• [Aim of the exercise]: Report every line in the rows below that contains the word "shirt".
— Start Material to process —
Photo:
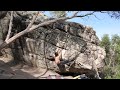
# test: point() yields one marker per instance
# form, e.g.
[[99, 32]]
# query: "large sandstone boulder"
[[79, 45]]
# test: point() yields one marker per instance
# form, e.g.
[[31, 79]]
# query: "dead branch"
[[10, 26], [30, 28]]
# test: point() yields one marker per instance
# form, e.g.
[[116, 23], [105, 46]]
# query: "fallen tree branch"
[[30, 28]]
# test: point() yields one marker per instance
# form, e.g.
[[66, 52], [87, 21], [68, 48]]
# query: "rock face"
[[79, 45]]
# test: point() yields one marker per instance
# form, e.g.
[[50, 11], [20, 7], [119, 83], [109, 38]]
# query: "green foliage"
[[112, 48]]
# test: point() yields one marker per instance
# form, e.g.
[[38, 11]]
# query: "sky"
[[103, 24]]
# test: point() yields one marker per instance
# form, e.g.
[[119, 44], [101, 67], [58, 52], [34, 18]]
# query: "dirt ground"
[[20, 71]]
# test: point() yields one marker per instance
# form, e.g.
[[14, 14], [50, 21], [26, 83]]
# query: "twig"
[[10, 26]]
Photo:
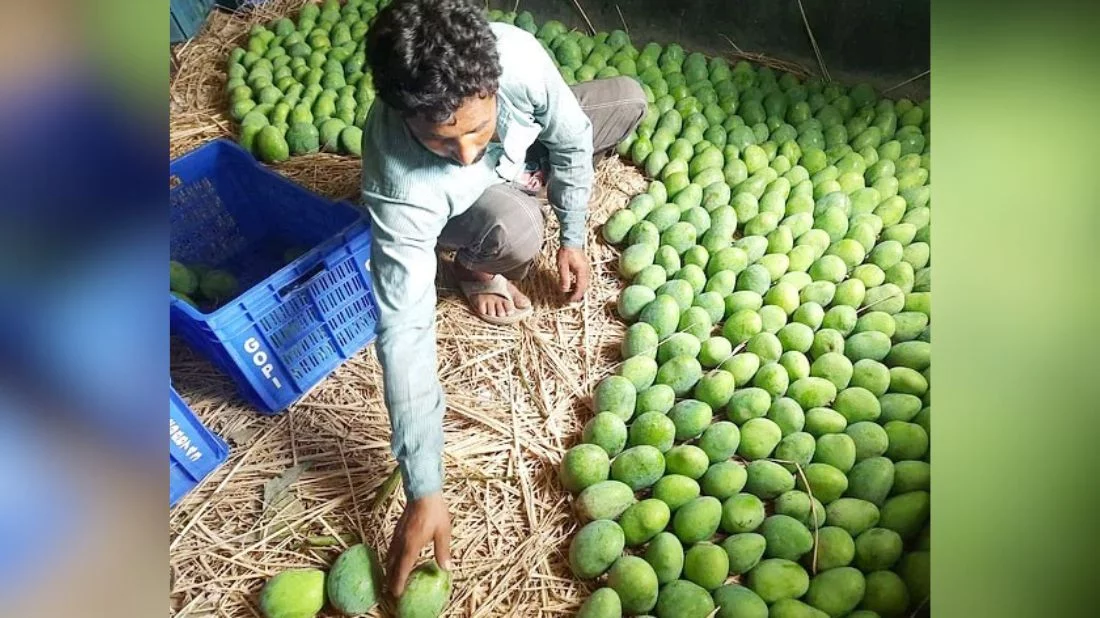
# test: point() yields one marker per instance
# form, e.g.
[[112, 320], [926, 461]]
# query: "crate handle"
[[303, 280]]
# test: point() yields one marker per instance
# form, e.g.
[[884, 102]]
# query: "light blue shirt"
[[410, 194]]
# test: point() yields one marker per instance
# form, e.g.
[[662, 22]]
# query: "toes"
[[520, 299]]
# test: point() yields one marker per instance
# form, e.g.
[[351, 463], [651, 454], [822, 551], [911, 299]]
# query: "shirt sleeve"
[[403, 267], [567, 133]]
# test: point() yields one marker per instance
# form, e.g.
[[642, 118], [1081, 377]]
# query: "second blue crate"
[[294, 323]]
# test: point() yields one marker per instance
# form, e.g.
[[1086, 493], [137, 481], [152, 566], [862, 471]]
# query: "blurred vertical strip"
[[84, 326]]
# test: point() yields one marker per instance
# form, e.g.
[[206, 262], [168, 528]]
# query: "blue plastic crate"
[[292, 326], [186, 18], [194, 451]]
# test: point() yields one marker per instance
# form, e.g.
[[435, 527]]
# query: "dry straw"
[[301, 486], [516, 400]]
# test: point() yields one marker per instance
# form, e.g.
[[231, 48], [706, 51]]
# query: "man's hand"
[[573, 269], [425, 520]]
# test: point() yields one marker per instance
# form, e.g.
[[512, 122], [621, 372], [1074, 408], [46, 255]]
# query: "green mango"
[[595, 548], [735, 600], [604, 603], [774, 580], [603, 500], [635, 582], [836, 592], [878, 549], [293, 594], [675, 490], [835, 548], [853, 515], [427, 592]]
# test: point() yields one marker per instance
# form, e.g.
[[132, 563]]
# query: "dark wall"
[[881, 41]]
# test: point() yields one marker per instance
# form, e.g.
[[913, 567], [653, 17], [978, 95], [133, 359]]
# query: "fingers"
[[581, 276], [443, 547], [396, 547], [406, 556], [564, 275]]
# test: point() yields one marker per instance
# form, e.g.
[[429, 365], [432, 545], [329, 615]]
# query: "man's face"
[[464, 136]]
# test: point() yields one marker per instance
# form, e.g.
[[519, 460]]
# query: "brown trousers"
[[503, 230]]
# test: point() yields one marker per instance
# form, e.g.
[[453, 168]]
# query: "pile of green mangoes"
[[303, 87], [762, 448], [352, 587], [200, 287]]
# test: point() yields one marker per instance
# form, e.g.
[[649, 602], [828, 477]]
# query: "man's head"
[[436, 63]]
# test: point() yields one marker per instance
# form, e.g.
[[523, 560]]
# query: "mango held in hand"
[[294, 594], [354, 581], [427, 592]]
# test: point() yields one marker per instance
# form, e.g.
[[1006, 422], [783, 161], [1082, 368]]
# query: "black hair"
[[427, 56]]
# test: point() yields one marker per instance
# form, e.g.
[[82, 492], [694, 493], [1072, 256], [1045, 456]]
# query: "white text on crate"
[[180, 439], [260, 360]]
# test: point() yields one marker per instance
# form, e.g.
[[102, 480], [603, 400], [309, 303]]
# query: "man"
[[461, 105]]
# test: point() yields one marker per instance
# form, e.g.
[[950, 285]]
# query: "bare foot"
[[490, 304]]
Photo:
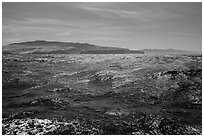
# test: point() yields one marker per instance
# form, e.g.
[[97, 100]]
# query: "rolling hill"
[[54, 47]]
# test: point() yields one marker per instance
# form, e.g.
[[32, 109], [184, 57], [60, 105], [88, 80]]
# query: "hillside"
[[169, 51], [54, 47]]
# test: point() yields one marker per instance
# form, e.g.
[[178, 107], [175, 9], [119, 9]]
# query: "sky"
[[132, 25]]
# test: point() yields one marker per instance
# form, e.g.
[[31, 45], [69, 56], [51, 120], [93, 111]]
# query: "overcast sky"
[[129, 25]]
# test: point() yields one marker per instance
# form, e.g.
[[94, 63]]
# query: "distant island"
[[55, 47]]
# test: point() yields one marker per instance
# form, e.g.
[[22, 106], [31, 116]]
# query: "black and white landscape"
[[147, 81]]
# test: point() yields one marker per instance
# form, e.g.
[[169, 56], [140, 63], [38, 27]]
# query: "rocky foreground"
[[146, 125], [102, 94]]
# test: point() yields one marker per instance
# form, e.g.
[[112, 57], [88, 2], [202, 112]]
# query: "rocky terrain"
[[120, 94], [55, 47]]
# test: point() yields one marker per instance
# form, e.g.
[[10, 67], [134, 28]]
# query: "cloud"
[[63, 33]]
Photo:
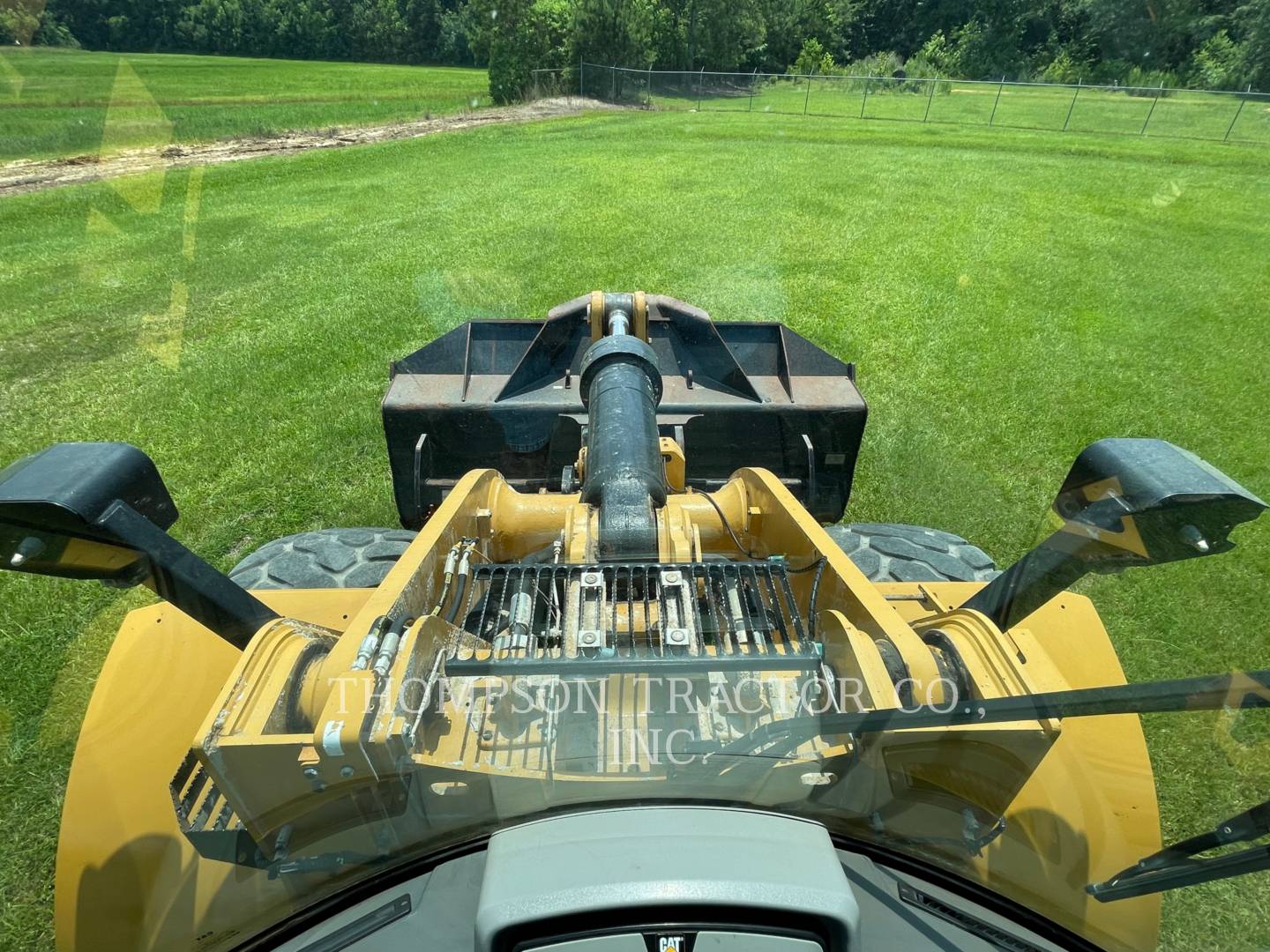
— End Material to process —
• [Reply to the exercise]:
# query: "light blue shirt"
# query: "shirt sleeve"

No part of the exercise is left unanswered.